TEXT SECTION:
* START *
What disks should be used for SmartDisk for top performance?
The correct answer is often overlooked but it is in the installation guide in section 2.2.2a.
In the next sections the roles a volume can perform will be considered given the information in the installation guide and experience…
The content index (also called the disk index) is a collection of files that describe the backup segments stored in SmartDisk. The documentation says “fault-tolerant disks with good random-access performance”. Fault tolerant because loss of the index results in SmartDisk having no record of it’s contents. Good random access performance, well this index is not queried that regularly and the files are small so this is not too critical.
The Staging Pool is where backups are received into SmartDisk and if they are not going to be deduplicated, this is where they will stay. Typically files in here are large and sequential. The documentation says this about the disks “fault-tolerant disks with good streaming performance”. Fault tolerant so the backups are not lost if a disk fails, good streaming performance because files are going to be sequentially written and then read from the disks. Raid 5 usually handles this sort of I/O well, It is possible that the array tries to write sequentially on each head to give good streaming performance. Almost all benchmarks of raid 5 disk arrays are for large sequential file access and not random I/O because the random I/O figures will be much worse.
The Chunk Index provides a means to determine the page that a chunk resides in, if at all. This is queried randomly by generating a hash from the chunk details and performing a read of the block that is obtained by the hash. It should be clear that hash algorithms are designed to give as even a spread as possible across the result range and therefore the output and resulting disk seek will be completely random. In an ideal world this would be done in memory but with the size of the index at 3% of the Chunk Store, given a maximum supported Chunk Store size of 15Tb means the index will be 472G which is not something that you can cache. The documentation says “fault-tolerant disks with good random-access performance”. A number of customers have implemented a set of mirrored disks to this purpose and the results have been very good every time. Note that the currently supported size of the Chunk Store at 15Tb is something that may increase and therefore some allowance for growth of the Chunk Index is advisable. Note raid 5 handles this poorly, this will be explained.
The Chunk Store holds the deduplicated data which by definition will almost certainly be fragmented. The reuse of data that was previously saved by a different backup is one reason. Accessing the data by querying the Chunk Index to find the page that the chunk resides in doubles the I/O to get each chunk also means the I/O is more to read deduplicated data. The documentation says “fault-tolerant disks”, good random I/O performance will help as well.
By default the installer places the Chunk Index on the Storage volume. This can simply be relocated to another volume by denying the Storage volume this role and adding another volume, but this can only be done this easily between installation and the first backup being received because the objects are not created until they are needed. Once the Chunk Index exists there is no official method for moving this but Support can help you do it but there is a slight risk of loss of the index and having to rebuild it if any mistakes are made during the move.
* END *
DATA LINES:
* START *
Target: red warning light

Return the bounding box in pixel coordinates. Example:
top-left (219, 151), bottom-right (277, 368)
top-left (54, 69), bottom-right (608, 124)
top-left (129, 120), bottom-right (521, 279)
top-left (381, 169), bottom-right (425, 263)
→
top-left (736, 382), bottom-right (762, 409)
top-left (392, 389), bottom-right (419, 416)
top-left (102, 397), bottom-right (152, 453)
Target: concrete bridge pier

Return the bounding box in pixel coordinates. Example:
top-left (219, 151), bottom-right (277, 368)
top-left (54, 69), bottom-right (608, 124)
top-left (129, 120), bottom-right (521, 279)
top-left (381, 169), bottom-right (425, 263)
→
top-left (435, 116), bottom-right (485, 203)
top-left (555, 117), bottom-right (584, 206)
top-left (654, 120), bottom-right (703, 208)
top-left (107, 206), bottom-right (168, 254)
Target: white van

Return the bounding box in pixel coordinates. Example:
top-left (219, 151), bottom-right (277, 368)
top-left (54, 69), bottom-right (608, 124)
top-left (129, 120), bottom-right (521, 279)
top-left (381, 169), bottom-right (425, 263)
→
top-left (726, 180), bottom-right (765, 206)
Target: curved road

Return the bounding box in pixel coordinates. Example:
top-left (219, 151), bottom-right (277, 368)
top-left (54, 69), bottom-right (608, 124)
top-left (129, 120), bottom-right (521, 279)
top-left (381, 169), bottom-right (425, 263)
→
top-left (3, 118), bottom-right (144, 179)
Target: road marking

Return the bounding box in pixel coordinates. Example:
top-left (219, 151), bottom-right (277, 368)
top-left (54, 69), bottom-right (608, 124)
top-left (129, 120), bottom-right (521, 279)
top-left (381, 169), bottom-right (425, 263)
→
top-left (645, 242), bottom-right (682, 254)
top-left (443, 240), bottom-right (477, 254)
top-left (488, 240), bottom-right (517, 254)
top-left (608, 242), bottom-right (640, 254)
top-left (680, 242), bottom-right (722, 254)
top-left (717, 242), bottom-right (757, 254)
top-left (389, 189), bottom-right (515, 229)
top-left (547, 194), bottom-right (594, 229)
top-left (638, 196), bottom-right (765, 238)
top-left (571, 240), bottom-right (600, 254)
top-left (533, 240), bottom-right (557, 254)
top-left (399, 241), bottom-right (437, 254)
* END *
WHAT TO PRODUCE: Write the next part of the SmartDisk disk-selection text, picking up after its last sentence.

REPLY:
Raid levels
Raid 5 is very popular because it gives protection at the least price point. The true cost is performance.
Under raid 5 with ‘n’ disks in an array, n-1 disks will be involved in every I/O. During sequential I/O with minimal head movement and data sequentially written to the disk, performance can be good. But random I/O (like the Chunk Index or Chunk Store) means randomly moving n-1 heads for every read means that the I/O is not complete until the head that moved the furthest has completed. As a one off operation this is still not much of an issue, but deduplicating or restoring a single 150G backup can result in 1 million chunk index lookups. Under these conditions it is not unusual to observe the array 100% utilised and returning about 3Mbps not the 300Mbps it’s rated at. Scale that to 12 parallel deduplications and put the Chunk Store on the same array and poor performance is very likely.
SmartDisk is performance tested by development on raid 1+0 arrays (mirrored stripes) because unlike raid 5 the controller only needs to do one I/O per read and it will use the disk with the head that is closer to the data. The array still provides redundancy, performs better than a single disk but uses more disks compared to raid 5.
Mirrored raid 5 (Raid 50)
This setup seems to be becoming more popular but taking the poorest performing array (for random I/O) and mirroring it might be a false economy. Raid 50 means you have to still move as many heads as you did with raid 5, but there should be a choice for every head of a shorter seek. You are still moving lots of heads and the worst performing head is still the limit. The redundancy protection is better (if the controller is not the point of failure) but the performance is only marginally better and you have enough disk space to implement raid 10 with far superior performance.
Putting this into perspective, considering the possibility of data loss with raid 10, the node that is being backed up has to fail and two matching disks on the raid array before data loss occurs. By observation it is more likely that the raid controller fails and all the backed up data is lost. If there are enough disks to implement raid 50, there are enough to implement raid 10 and raid 10 seems to be much faster.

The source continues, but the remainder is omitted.